[Items from a dataset]

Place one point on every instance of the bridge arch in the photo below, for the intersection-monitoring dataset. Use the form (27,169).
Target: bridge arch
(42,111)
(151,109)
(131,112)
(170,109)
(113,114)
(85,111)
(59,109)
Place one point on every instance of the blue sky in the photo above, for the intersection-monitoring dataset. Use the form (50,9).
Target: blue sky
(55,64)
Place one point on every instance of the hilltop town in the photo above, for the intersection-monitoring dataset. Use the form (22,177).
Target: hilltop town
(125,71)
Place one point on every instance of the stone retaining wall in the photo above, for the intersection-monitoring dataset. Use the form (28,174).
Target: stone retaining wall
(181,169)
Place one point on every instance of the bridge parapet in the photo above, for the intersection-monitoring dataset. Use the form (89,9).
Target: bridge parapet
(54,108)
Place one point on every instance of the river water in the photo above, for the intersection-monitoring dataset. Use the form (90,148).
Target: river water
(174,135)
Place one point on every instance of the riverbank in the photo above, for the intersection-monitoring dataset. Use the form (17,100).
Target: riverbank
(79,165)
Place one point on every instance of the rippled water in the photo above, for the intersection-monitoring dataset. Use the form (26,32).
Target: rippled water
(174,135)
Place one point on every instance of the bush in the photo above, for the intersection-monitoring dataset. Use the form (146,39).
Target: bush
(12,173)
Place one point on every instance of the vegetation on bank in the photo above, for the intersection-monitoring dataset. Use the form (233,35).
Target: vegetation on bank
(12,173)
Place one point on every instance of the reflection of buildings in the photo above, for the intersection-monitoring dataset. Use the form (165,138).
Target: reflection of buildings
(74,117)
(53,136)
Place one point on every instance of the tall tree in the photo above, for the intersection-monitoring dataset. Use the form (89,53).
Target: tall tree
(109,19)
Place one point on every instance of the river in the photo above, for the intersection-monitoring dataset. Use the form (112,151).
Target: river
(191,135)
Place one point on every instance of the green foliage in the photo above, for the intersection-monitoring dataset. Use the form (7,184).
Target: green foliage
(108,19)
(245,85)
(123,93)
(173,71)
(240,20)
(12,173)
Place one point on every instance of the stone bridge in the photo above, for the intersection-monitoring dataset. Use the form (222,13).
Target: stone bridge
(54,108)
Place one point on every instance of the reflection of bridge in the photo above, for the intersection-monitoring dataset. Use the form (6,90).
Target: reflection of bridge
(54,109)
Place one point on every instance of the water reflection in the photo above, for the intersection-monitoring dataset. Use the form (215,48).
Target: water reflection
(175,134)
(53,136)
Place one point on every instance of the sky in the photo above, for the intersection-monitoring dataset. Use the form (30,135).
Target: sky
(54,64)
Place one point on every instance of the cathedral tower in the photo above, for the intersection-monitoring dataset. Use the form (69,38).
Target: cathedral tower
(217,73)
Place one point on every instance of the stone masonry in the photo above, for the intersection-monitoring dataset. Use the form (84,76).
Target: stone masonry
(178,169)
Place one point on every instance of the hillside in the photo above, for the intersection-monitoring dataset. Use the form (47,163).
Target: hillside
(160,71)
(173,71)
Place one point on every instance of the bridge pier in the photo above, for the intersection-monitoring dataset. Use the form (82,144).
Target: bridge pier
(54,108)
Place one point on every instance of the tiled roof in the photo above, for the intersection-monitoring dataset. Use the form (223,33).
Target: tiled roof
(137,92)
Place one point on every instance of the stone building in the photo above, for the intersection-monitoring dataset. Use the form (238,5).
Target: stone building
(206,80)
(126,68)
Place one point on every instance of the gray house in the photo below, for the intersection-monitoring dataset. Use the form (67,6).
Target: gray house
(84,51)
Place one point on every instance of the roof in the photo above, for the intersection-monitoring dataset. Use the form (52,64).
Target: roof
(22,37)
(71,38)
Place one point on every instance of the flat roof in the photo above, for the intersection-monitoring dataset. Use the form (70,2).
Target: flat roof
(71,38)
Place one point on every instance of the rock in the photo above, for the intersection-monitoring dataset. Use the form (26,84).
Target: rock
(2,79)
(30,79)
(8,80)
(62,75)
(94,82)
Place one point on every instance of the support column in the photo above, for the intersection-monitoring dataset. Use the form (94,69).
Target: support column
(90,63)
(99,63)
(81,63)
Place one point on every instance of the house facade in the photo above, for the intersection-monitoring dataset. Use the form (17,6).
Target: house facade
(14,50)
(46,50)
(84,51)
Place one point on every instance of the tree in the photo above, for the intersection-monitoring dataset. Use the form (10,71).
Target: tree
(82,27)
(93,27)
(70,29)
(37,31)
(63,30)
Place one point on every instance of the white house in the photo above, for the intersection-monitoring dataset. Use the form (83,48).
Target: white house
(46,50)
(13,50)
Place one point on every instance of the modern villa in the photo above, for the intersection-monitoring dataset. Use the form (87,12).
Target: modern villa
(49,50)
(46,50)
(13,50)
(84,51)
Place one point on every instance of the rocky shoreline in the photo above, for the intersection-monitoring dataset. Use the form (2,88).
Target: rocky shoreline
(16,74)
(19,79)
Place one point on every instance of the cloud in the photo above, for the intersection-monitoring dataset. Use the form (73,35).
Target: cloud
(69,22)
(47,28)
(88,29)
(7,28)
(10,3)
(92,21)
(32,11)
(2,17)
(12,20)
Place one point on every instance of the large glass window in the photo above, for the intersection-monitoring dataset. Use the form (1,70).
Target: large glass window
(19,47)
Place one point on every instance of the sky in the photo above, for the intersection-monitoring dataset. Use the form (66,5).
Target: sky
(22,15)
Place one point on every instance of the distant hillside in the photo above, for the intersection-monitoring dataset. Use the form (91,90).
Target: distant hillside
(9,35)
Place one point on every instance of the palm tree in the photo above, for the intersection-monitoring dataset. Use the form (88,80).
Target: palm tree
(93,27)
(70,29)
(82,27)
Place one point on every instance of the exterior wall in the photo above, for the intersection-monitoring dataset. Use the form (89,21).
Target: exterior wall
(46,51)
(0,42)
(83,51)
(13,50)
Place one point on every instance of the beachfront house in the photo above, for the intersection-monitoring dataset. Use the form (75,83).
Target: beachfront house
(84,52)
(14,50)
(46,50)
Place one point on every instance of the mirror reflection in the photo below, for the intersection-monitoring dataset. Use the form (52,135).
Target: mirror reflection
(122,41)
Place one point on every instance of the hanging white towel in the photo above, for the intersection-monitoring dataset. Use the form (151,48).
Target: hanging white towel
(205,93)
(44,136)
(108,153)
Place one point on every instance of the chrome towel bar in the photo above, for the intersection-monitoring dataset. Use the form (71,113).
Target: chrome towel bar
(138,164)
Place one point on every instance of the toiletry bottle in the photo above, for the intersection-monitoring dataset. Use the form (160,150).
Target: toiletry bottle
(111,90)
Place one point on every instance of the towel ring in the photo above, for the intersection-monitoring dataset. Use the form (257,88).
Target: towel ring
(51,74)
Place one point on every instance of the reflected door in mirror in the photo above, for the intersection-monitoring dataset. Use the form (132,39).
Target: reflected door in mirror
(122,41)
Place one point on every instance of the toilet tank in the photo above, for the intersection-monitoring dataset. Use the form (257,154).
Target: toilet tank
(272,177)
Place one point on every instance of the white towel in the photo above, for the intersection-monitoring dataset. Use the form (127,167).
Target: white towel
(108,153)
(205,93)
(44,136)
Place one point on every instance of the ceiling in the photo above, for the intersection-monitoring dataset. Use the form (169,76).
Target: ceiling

(About this task) Give back the entries above precisely as they appear.

(Result below)
Place one point on every instance of the bridge arch in the photo below, for the intersection-monitoring dataset. Use the form (27,169).
Target: bridge arch
(42,111)
(151,109)
(131,112)
(170,109)
(113,114)
(85,111)
(59,109)
Place one point on every instance of the blue sky in the photo above, for the intersection-monitoring dataset. Use the form (50,9).
Target: blue sky
(55,64)
Place one point on every instance of the hilltop town in the photo above, for the intersection-monitoring dataset. Use the form (22,177).
Target: hilltop town
(125,71)
Place one point on every instance of the stone retaining wall in the photo above, for the intersection-monitoring dataset. Use the form (28,174).
Target: stone retaining wall
(181,169)
Place one point on every instance of the bridge parapet in the photo above, for the intersection-monitoring dataset. Use the form (89,9).
Target: bridge parapet
(54,108)
Place one point on every instance of the river water in the photo above, for the intersection-monitoring dataset. Use the form (90,148).
Target: river water
(174,135)
Place one point on every instance of the riverbank in the photo above, for the intersection-monitoring dataset. Use the form (17,100).
Target: riverbank
(79,165)
Place one point on every instance of the rippled water in the photo above, for the intersection-monitoring dataset. Use the form (26,32).
Target: rippled water
(174,135)
Place one point on every instance of the bush in the photo above, for the intersection-monitoring dataset. Use the form (146,39).
Target: bush
(12,173)
Place one point on every instance of the vegetation on bank in the photo above, for the intersection-monitoring dataset. Use the form (233,35).
Target: vegetation on bank
(12,173)
Place one point on every instance of the reflection of buildings in the photo above, for the intersection-monitoring dataset. Use the form (165,138).
Target: reflection of buildings
(74,117)
(53,136)
Place one point on every instance of the tall tree in the photo above, for the intersection-monitoring dataset. Use the form (89,53).
Target: tall tree
(109,19)
Place one point on every instance of the river in the photo above, for the intersection-monitoring dataset. Use the form (112,151).
Target: river
(191,135)
Place one point on every instance of the green foliage in the photo above, for the intersection-monitoring dataset. Use the form (7,184).
Target: green foliage
(108,19)
(245,85)
(123,93)
(173,71)
(240,20)
(12,173)
Place one point on every instance of the stone bridge in the photo above, for the intersection-monitoring dataset. Use the form (222,13).
Target: stone bridge
(54,108)
Place one point on every instance of the reflection of bridge in the photo above, for the intersection-monitoring dataset. Use the form (6,90).
Target: reflection of bridge
(54,109)
Place one point on every instance of the water reflection in the photo above, for the intersection-monitoring dataset. Use the form (215,48).
Target: water reflection
(175,134)
(53,136)
Place one point on every instance of the sky in the photo above, for the intersection-monitoring dataset. Use the form (30,135).
Target: sky
(54,64)
Place one point on every instance of the cathedral tower in the photo above, for the intersection-monitoring dataset. Use the form (69,38).
Target: cathedral tower
(217,73)
Place one point on every instance of the stone masonry in the photo above, for the intersection-monitoring dataset. Use the form (84,76).
Target: stone masonry
(178,169)
Place one point on every instance of the hillside in the photo above, for the intersection-monitoring dataset. Use the form (47,163).
Target: hillside
(160,71)
(173,71)
Place one point on every instance of the bridge pier in the photo above, for the intersection-monitoring dataset. Use the form (82,144).
Target: bridge pier
(54,108)
Place one point on every instance of the tiled roof in the photo above, for the intersection-monitoring dataset. Use the form (223,33).
Target: tiled roof
(137,92)
Place one point on every instance of the stone building in the photo above, for the intersection-monitoring dataset. Use the form (238,5).
Target: stone building
(206,80)
(126,68)
Place one point on every instance of the gray house in the photo below, for the intersection-monitoring dataset. Use the form (67,6).
Target: gray house
(84,51)
Place one point on every instance of the roof in the photo above, for the intersection-monitoring dataset. Use the form (52,64).
Target: roof
(22,37)
(71,38)
Place one point on every instance of the flat roof in the photo above, for the intersection-monitoring dataset. Use the form (70,2).
Target: flat roof
(71,38)
Place one point on every instance of the rock in the photo above, for the intersection-monitoring dataset. Use the form (26,84).
Target: rock
(2,79)
(30,79)
(8,80)
(62,75)
(94,82)
Place one point on every instance of the support column in the photo above, for the intersection-monitoring dataset. Use the form (94,69).
Target: support column
(90,63)
(99,63)
(81,63)
Place one point on every instance of the house facade in the photo above, for the intersection-monitoring dataset. Use the form (17,6).
Target: house facade
(14,50)
(46,50)
(84,51)
Place one point on every instance of the tree in the photo above, for the intersection-monitoring dataset. Use the form (10,71).
Target: tree
(82,27)
(93,27)
(70,29)
(37,31)
(63,30)
Place one point on every instance of the white house in the photo above, for the intersection-monitoring dataset. Use the form (83,48).
Target: white house
(46,50)
(13,50)
Place one point on every instance of the modern villa in the photo above, for the intersection-monitoring dataset. Use the form (87,12).
Target: modern villa
(49,50)
(46,50)
(13,50)
(84,51)
Place one point on every instance of the rocky shoreline in the photo above, for the intersection-monitoring dataset. Use the form (2,88).
Target: rocky shoreline
(16,74)
(19,79)
Place one point on every instance of the cloud in the photo above, for the intersection-monitoring dataset. Use the form (73,35).
Target: cloud
(69,22)
(47,28)
(88,29)
(7,28)
(10,3)
(92,21)
(32,11)
(2,17)
(12,20)
Place one point on every instance of the large glass window in the photo above, for the intersection-monitoring dataset. Use the form (1,70).
Target: large glass window
(19,47)
Place one point on every instance of the sky in the photo above, for the intersection-monitoring dataset. Use the form (66,5).
Target: sky
(22,15)
Place one point on every instance of the distant hillside in the photo above, for the intersection-monitoring dataset. Use the form (91,90).
Target: distant hillside
(9,35)
Place one point on every instance of the palm tree in the photo above, for the intersection-monitoring dataset. Use the form (88,80).
Target: palm tree
(93,27)
(70,29)
(82,27)
Place one point on every instance of the exterior wall in the photo above, for the intersection-monitoring dataset. Use the form (89,21).
Target: exterior wall
(46,51)
(0,42)
(83,51)
(13,50)
Place one point on every instance of the beachfront house in the photo above, for the intersection-monitoring dataset. Use the form (75,83).
Target: beachfront house
(84,52)
(14,50)
(46,50)
Place one point on every instance of the mirror reflection in the photo below, for the intersection-monitoring dataset. Use the form (52,135).
Target: mirror reflection
(122,41)
Place one point on every instance of the hanging white towel in the photo above, for the intersection-monitoring dataset. Use the form (151,48).
Target: hanging white towel
(205,93)
(44,136)
(108,153)
Place one point on every instance of the chrome towel bar in the photo above, for the intersection-monitoring dataset. Use the form (71,113).
Target: chrome towel bar
(138,164)
Place one point on every instance of the toiletry bottle in the photo above, for the intersection-monitoring dataset. Use the form (160,150).
Target: toiletry bottle
(111,90)
Place one point on every instance of the towel ring in the photo above, for the intersection-monitoring dataset. Use the form (257,88).
Target: towel ring
(51,74)
Place one point on every instance of the reflected door in mirror in the photo above, for the intersection-monitoring dataset. Use the form (132,39).
Target: reflected door in mirror
(122,41)
Place one point on every instance of the toilet tank in the photo above, for the intersection-monitoring dataset. Use the form (257,154).
Target: toilet tank
(272,177)
Place one point on every instance of the white towel in the photo above, for the intersection-monitoring dataset. Use the form (127,167).
Target: white towel
(108,153)
(205,93)
(44,136)
Place one point on every instance of the ceiling in the photo above, for the intersection-monitoring dataset. Use the form (169,76).
Target: ceiling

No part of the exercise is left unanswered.